== Problem to solve ==
Nothing but the records, repeated exactly, should form the response.

== Material provided ==
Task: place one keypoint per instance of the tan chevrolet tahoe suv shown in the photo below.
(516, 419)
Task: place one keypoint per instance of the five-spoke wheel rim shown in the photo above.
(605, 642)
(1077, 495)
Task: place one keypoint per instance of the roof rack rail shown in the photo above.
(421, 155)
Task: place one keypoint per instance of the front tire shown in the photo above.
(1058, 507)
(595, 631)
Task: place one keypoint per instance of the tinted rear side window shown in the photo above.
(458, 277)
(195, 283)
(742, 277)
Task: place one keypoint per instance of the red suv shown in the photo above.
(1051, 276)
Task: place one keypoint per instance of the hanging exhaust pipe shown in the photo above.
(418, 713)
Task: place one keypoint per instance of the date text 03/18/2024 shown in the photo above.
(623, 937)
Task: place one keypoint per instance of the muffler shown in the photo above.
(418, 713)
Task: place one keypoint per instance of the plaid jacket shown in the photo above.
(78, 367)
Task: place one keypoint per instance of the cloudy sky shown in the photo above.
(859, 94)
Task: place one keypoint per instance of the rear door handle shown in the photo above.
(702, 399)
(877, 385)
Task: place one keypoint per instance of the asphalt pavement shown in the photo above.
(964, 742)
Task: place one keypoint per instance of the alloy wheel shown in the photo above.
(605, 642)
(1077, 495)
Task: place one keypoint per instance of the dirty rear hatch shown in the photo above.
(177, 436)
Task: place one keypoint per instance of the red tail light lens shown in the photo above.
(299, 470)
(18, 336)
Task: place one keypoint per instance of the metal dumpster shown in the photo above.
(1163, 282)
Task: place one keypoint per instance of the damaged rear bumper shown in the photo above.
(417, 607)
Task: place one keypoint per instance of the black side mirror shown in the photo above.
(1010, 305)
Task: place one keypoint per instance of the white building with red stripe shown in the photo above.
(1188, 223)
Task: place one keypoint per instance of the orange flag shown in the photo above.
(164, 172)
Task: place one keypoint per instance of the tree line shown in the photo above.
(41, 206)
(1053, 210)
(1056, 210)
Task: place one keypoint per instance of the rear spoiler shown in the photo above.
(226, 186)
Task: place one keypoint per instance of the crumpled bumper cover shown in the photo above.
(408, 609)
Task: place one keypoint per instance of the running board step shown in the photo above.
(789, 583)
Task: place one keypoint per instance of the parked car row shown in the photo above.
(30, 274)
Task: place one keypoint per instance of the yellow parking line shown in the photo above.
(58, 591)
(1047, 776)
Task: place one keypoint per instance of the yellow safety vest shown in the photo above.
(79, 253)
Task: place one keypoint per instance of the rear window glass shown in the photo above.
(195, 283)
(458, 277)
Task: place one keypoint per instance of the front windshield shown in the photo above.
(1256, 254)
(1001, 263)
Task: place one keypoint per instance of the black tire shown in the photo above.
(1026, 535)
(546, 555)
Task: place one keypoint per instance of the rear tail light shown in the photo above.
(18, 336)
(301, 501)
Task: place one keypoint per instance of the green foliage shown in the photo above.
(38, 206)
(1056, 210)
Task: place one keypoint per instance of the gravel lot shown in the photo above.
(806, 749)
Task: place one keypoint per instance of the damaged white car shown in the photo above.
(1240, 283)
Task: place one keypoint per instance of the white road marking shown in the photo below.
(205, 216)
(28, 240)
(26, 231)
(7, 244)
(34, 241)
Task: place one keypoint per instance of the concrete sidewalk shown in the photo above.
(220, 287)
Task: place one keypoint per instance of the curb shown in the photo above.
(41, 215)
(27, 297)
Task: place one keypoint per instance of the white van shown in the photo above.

== Exercise output ==
Task: place one keypoint per instance of the tan chevrolet tahoe suv shown in the photo below.
(516, 419)
Task: place one keypoint per instance of the five-spoke wheel rim shown in the photo above.
(605, 642)
(1077, 495)
Task: place one keypoint per instance of the roof rack rail shown in the photo above.
(421, 155)
Task: place one keypoint per instance of the front tire shown in the photo above.
(1058, 507)
(595, 631)
Task: place one keypoint per instance of the tinted rear side window shown in the photo above.
(458, 277)
(195, 283)
(742, 277)
Task: place one keypoint per instance of the red suv shown in the photo above.
(1051, 276)
Task: place one keypoint per instance of the hanging exhaust pipe shown in the photo above.
(418, 713)
Task: place one keypoint per instance of the date text 03/18/2024 shown in the photo above.
(623, 937)
Task: place one keypoint per instance of the muffler shown in the photo above.
(418, 713)
Task: place one keypoint per instance of the plaid jacket shown in the photo above.
(78, 367)
Task: place one keypoint per instance of the cloudy sky shown in the photo above.
(859, 94)
Task: place one keypoint per instance of the rear door handle shown in the photo above.
(702, 399)
(877, 385)
Task: place one keypoint per instance of the asphalt pavement shown in the photo above.
(964, 742)
Task: place one keypoint per instance of the alloy wheel shown in the photo above.
(605, 642)
(1077, 495)
Task: place one keypoint per instance of the dirty rear hatch shown in the photo above.
(177, 436)
Task: place one keypoint per instance of the red tail light lens shown in the photo above.
(299, 470)
(18, 336)
Task: place one keypoint per instance of the metal dumpster shown in the photo above.
(1163, 282)
Task: place one keypoint per instance of the damaged rear bumper shown in the photo above.
(417, 607)
Task: place one keypoint per instance of the black side mirror shown in the photo above.
(1010, 305)
Task: place one keypoint per instance of the white building with red stripe shown in the photo above.
(1188, 223)
Task: place one keypoint per instance of the orange flag shown in the photo above.
(164, 172)
Task: place one keypoint per instance of the tree line shown in the photo above.
(41, 206)
(1053, 210)
(1056, 210)
Task: place one keypoint per instance of the rear spoiler shown in the photo above.
(226, 186)
Task: place one keypoint per instance of the crumpled bumper cover shown in the photo above.
(408, 609)
Task: place one keypoint per instance of the running board step shown in the photo above.
(789, 583)
Task: place one keypoint per instance of the parked car row shown in the photo above.
(30, 274)
Task: place one keypoint per instance of the yellow parking line shown in the photo above.
(58, 591)
(1047, 776)
Task: place one keypoint per instance of the yellow safety vest shown in the photo above.
(79, 253)
Task: place one keypoint per instance of the rear window glass shown in the photo above.
(195, 283)
(458, 277)
Task: place one keypoint per instance of the front windshield shown in the photo above.
(1256, 254)
(1001, 263)
Task: place one keypoint per instance of the black tire shown in the photo above.
(1026, 535)
(546, 555)
Task: place one keypoint per instance of the rear tail light shown in the photo above.
(18, 336)
(301, 501)
Task: place one keypoint per instance of the green foliage shown in the photo above.
(38, 206)
(1056, 210)
Task: place one keypoint per instance of the gravel lot shown in the photo above.
(806, 749)
Task: place one keypoint per instance of the damaged white car shown in the photo above.
(1240, 283)
Task: place one keypoint per instance of the white road marking shown in the photo below.
(205, 216)
(28, 240)
(26, 231)
(7, 244)
(34, 241)
Task: place one keypoint per instance of the concrete sidewalk shown in the photo above.
(220, 287)
Task: place one keypoint per instance of the curb shown in the photo above.
(41, 215)
(27, 297)
Task: place one keypoint per instance of the white van shown in the photo above.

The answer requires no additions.